(Dataset rows)
»»
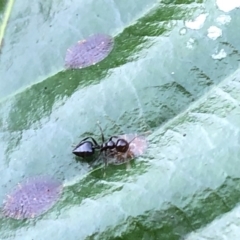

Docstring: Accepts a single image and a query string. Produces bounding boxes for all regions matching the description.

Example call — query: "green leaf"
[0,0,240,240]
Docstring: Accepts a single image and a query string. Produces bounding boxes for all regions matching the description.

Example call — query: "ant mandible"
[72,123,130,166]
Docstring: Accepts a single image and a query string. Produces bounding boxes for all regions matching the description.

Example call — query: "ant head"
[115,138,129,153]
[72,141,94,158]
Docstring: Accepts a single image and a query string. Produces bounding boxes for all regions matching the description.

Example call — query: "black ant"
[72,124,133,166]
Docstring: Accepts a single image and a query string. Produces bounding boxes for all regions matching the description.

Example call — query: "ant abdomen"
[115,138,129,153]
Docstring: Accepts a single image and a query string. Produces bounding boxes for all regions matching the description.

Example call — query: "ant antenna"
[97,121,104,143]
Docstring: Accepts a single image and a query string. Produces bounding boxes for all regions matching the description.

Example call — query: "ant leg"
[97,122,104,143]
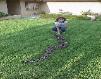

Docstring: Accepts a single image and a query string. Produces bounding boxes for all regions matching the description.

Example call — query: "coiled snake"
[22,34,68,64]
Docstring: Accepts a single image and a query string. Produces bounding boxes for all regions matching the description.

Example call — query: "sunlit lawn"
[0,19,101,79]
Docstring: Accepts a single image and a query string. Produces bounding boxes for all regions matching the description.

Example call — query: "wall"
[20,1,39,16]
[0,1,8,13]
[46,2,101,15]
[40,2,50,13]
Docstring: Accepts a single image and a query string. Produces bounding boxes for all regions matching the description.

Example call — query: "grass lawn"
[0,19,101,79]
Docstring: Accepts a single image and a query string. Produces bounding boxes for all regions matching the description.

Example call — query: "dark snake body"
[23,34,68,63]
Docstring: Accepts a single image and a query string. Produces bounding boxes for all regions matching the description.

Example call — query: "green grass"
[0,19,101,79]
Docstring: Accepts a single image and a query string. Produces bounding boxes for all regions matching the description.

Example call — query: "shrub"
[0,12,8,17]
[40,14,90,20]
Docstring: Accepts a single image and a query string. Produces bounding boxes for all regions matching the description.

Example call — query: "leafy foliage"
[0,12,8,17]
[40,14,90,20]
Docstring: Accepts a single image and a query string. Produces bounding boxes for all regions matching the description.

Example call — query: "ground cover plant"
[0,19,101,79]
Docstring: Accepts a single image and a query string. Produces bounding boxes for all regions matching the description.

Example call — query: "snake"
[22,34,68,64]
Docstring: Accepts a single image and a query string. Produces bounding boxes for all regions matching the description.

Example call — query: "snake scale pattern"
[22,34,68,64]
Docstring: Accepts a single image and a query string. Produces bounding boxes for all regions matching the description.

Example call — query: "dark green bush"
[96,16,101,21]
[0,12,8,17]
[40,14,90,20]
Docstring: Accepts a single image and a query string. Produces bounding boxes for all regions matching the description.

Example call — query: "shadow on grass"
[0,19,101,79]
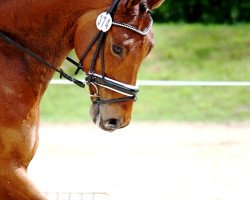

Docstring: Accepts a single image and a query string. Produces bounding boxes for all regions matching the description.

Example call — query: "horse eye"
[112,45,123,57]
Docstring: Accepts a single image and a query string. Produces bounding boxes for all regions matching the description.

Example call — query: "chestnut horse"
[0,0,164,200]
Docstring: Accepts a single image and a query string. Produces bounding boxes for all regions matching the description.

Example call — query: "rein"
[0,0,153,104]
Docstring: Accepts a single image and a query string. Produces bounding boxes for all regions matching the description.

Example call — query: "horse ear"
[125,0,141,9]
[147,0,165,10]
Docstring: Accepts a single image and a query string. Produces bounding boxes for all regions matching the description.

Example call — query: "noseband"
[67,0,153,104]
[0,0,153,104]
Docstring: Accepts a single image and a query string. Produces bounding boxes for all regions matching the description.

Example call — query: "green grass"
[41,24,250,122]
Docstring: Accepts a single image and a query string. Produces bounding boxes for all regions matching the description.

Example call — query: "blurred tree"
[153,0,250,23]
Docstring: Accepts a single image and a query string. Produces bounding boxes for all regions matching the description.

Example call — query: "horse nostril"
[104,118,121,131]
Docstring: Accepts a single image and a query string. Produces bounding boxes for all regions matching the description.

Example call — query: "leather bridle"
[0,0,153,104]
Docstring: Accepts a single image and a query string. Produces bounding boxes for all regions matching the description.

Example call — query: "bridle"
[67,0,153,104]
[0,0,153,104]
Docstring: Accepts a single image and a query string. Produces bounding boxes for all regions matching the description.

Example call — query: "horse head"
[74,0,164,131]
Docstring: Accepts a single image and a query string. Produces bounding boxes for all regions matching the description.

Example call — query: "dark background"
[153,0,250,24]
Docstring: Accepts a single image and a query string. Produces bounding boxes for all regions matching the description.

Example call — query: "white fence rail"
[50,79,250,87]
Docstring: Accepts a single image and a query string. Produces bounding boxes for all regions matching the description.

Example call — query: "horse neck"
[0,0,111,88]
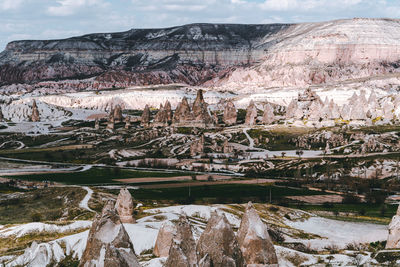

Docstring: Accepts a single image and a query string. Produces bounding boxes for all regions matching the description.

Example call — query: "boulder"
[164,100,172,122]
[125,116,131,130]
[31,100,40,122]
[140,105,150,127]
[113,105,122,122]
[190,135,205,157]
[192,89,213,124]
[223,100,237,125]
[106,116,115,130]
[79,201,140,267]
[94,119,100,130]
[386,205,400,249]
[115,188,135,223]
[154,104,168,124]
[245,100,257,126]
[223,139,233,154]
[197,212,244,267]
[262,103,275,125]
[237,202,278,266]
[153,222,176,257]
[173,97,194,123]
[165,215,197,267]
««
The task: Return every line of the listing that contains the word "green". Case counts.

Solution to the exercise:
Example call — query: "green leaf"
Example call — query: "green grass"
Example call — query: "dark green bush"
Example call — query: "green grass"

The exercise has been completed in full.